# What you need to do
Reproduce, word for word, every line starting at the line that contains "the man wearing" and ending with the final line of the entries.

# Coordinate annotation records
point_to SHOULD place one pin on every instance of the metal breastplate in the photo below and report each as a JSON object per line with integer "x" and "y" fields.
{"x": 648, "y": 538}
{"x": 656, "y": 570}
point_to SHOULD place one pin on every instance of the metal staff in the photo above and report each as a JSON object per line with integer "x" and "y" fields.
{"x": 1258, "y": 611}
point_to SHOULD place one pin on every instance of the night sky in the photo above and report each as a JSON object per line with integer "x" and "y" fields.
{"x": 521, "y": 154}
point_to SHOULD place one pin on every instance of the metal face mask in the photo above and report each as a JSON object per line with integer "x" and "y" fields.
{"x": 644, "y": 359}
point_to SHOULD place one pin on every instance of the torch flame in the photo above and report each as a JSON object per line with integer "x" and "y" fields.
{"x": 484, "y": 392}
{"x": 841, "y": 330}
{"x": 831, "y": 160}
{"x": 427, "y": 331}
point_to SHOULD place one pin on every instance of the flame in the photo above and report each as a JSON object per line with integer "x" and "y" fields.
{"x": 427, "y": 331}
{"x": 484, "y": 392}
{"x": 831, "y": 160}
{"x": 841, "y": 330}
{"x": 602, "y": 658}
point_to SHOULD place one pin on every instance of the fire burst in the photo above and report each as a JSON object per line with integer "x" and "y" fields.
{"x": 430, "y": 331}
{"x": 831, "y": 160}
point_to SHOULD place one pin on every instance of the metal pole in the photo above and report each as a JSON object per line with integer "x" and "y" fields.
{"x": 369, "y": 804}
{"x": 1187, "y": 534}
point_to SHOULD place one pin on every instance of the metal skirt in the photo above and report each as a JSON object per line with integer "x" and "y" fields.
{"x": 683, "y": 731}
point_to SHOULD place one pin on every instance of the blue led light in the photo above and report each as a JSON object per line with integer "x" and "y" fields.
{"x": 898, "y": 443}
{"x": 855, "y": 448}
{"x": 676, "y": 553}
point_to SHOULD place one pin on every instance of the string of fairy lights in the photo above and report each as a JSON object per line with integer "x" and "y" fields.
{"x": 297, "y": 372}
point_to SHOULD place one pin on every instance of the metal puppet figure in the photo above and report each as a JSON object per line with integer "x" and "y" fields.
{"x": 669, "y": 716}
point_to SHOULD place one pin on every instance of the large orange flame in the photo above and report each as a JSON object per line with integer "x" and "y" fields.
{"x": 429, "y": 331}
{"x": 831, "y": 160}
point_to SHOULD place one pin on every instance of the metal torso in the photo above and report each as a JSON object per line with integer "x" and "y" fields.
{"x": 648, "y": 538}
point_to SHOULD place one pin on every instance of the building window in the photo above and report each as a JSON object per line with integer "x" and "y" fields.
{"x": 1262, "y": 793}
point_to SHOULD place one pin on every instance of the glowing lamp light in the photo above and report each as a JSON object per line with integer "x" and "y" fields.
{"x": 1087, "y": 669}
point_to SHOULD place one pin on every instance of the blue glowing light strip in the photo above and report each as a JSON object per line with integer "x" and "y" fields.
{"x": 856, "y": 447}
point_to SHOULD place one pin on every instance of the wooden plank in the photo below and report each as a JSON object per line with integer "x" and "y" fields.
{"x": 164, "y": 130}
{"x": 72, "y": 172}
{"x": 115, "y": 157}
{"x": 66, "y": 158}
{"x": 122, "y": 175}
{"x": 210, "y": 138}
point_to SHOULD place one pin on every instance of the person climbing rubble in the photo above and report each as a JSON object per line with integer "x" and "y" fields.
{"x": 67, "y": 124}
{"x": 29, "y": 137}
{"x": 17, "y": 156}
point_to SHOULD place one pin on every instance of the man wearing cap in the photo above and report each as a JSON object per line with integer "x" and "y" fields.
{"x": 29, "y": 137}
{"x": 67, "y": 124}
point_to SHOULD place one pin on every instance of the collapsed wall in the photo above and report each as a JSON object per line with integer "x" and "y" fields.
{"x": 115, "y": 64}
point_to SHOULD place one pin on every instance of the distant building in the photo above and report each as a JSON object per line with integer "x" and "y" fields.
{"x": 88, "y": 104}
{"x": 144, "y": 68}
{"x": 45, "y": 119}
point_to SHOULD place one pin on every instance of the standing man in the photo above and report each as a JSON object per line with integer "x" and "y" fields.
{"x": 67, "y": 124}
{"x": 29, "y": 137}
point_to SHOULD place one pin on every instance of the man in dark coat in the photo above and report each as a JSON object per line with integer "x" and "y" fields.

# Worked solution
point_to SHOULD place one pin on every instance of the man wearing cap in the photo above and report each as a JSON object per line with integer "x" and "y" fields.
{"x": 29, "y": 137}
{"x": 67, "y": 124}
point_to SHOULD place one pin on every instance of the collapsed wall in the photo above and report each as a JSON object per line with integer "x" and "y" fields.
{"x": 115, "y": 64}
point_to SHOULD place one pin on every instance of the distant building in the photo above and report each as a JSON object per line with integer "x" and "y" fields.
{"x": 88, "y": 104}
{"x": 144, "y": 68}
{"x": 45, "y": 119}
point_to SHOULD place one pin on every instance of the standing man in the photo above and report each as a JSON object per line with integer "x" and "y" fields.
{"x": 67, "y": 124}
{"x": 29, "y": 137}
point_to SHOULD place one pin on every instance of the man in dark coat in the photo above and report each as a JSON object per line with integer "x" and "y" fields.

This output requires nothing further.